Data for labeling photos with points
□ □ □ □ □
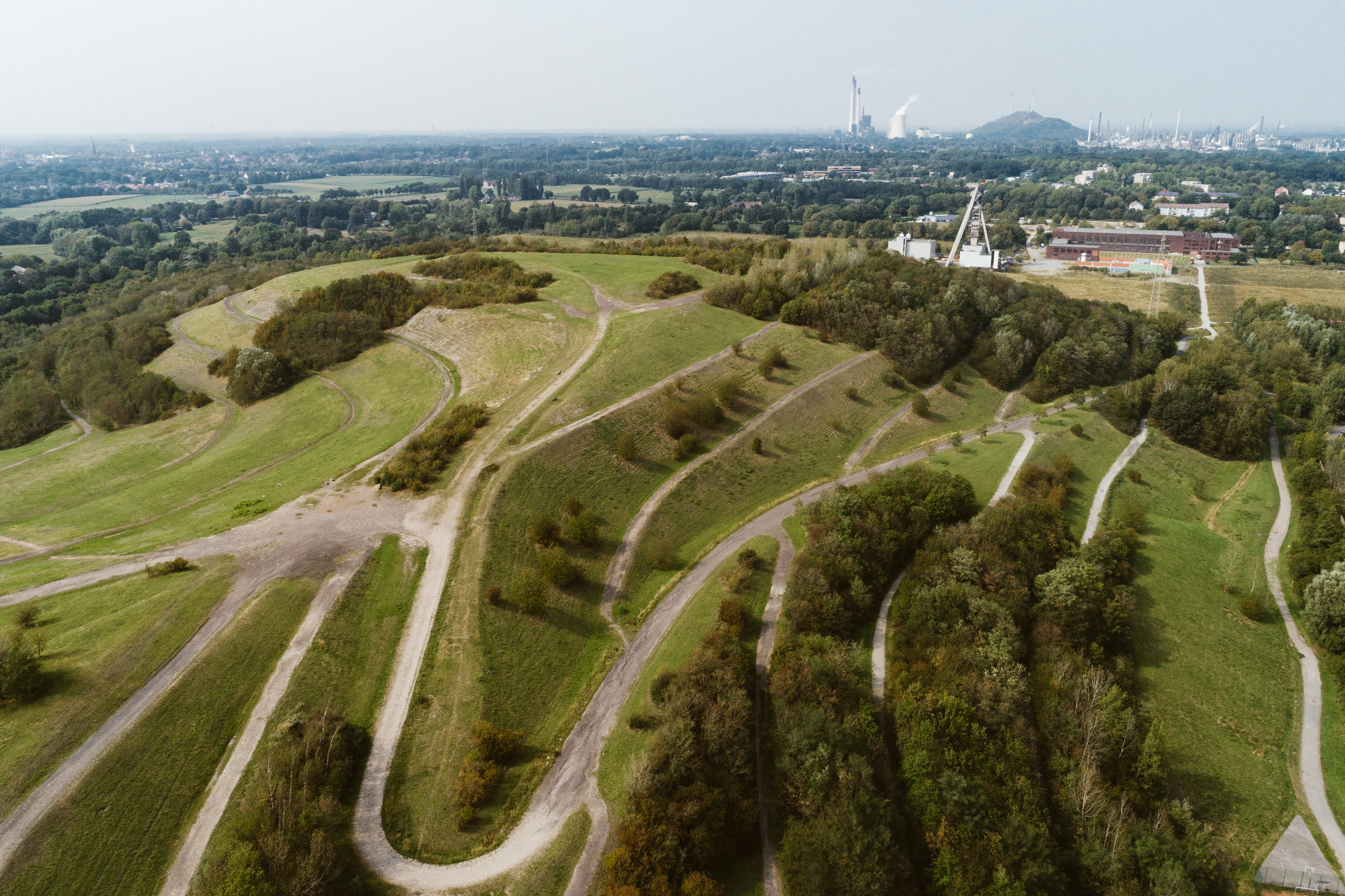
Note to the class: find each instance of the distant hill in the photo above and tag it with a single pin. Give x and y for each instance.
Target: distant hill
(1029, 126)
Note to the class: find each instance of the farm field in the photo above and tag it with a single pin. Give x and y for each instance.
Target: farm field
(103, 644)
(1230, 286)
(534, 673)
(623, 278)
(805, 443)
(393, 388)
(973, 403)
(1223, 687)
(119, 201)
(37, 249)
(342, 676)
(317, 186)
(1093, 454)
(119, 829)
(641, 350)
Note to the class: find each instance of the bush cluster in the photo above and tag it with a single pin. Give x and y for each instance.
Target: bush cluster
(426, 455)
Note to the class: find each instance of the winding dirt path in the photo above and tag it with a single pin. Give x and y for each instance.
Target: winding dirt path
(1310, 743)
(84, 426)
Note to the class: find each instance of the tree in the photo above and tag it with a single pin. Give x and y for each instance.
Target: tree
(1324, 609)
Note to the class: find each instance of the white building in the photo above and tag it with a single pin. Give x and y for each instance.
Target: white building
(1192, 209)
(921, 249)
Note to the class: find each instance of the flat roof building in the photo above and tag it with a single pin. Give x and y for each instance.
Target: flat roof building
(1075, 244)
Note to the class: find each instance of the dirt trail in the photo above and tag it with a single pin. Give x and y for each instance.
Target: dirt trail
□ □ □ □ □
Convert all of the data above into a numbered list, omitting any blank lines and leaving the pictures out of the result.

1. Note to the class: find each instance of the distant hill in the photo above and tag it with a single pin. Give x and y for each instance.
2. Target: distant hill
3. (1029, 126)
4. Note to the class: find each instance of the farm field in the photo above and tag it with a single pin. Give x and y for each instance.
5. Target: farm field
6. (103, 644)
7. (1230, 286)
8. (534, 673)
9. (623, 278)
10. (805, 443)
11. (393, 388)
12. (973, 403)
13. (1223, 687)
14. (119, 201)
15. (37, 249)
16. (342, 676)
17. (317, 186)
18. (1093, 454)
19. (119, 829)
20. (641, 350)
21. Note to the class: find each instance of the bush cluster in the photo above and tag it with a single pin. Give x and y for each instance.
22. Target: bush cluster
23. (426, 455)
24. Note to the class: find each instance of the winding dirt path in the photo above and tag it with a single pin. Give x and y for each instance.
25. Target: winding dirt path
26. (1310, 743)
27. (84, 426)
28. Note to the class: find each instance of the tree in the photo above and tag it with a single pin. Give x and y for each instance.
29. Target: tree
30. (1324, 609)
31. Note to the class: find each instance of the white building in the photo above and tag it with a single pin. Give x and y for each instance.
32. Target: white building
33. (1192, 209)
34. (921, 249)
35. Note to the class: find each instance of the flat roof building in the photo above and tag it with a single pin. Give x and y for each instance.
36. Target: flat roof building
37. (1075, 244)
38. Note to the class: find each instance of the dirt trail in the photo above and tag it with a single pin. Give x and y for each instance.
39. Target: dirt trail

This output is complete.